- [STATED GOAL A] List every line in the rows below that contains the string "Target".

# SOURCE EXTRACT start

State of Washington v. Rodney Clifford Menard
197 Wash. App. 901
Wash. Ct. App.2017Background
- Rodney Menard owned and lived at a multi-tenant residence in Yakima where he rented rooms to five individuals.
- Tenants and visitors repeatedly used methamphetamine at the residence; Menard admitted "most people do" when asked if visitors use drugs.
- A DEA confidential informant purchased methamphetamine at the home; a later search found 25.5 grams of drugs, paraphernalia, and 14 occupants (one person had meth next to her pillow).
- Two tenants told officers that 10–15 different people came daily to the house to use drugs.
- Menard was charged under RCW 69.50.402(f) (the "drug house" statute). He filed a pretrial Knapstad motion arguing the evidence could not prove the residence’s primary purpose was drug use; the trial court dismissed the charge. The State appealed.

# SOURCE EXTRACT end
# INPUT MATERIAL start

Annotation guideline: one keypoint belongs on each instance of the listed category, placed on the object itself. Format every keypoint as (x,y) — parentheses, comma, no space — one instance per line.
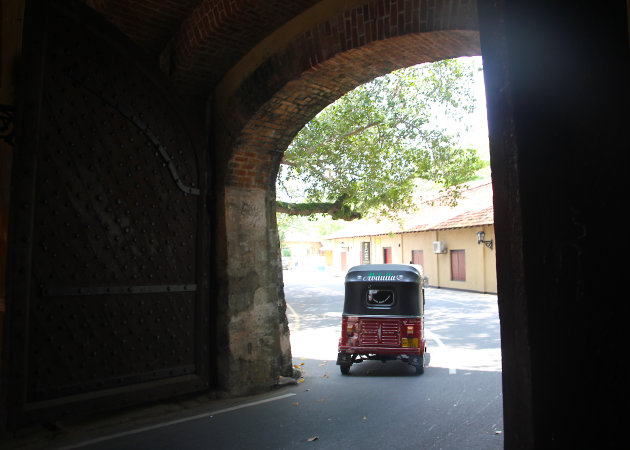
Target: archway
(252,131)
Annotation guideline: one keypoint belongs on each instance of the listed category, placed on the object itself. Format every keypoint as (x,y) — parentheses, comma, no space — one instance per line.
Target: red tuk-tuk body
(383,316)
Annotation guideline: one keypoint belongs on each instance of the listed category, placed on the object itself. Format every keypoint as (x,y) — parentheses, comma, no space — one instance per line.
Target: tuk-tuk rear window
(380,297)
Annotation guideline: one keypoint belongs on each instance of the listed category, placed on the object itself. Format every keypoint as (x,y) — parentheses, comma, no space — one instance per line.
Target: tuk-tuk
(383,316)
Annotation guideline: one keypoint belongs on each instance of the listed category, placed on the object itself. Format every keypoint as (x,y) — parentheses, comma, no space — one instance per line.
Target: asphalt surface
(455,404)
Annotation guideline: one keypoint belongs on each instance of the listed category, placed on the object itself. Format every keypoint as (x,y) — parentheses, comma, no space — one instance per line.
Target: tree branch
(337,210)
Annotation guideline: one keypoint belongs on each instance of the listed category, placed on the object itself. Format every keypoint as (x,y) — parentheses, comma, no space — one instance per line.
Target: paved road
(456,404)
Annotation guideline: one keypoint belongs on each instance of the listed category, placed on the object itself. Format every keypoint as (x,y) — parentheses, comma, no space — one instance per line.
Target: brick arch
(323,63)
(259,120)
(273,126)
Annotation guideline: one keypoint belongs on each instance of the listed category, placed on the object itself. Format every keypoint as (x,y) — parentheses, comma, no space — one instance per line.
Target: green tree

# INPUT MATERIAL end

- [STATED GOAL B]
Answer these questions using the case summary above:
(i) How many individuals did Menard rent rooms to?
(ii) How many grams of drugs did the search find?
(iii) Under which statute was Menard charged?

- [TASK RESPONSE A]
Target: archway
Target: red tuk-tuk body
Target: tuk-tuk rear window
Target: tuk-tuk
Target: asphalt surface
Target: tree branch
Target: paved road
Target: brick arch
Target: green tree

- [TASK RESPONSE B]
(i) Five
(ii) 25.5 grams
(iii) RCW 69.50.402(f)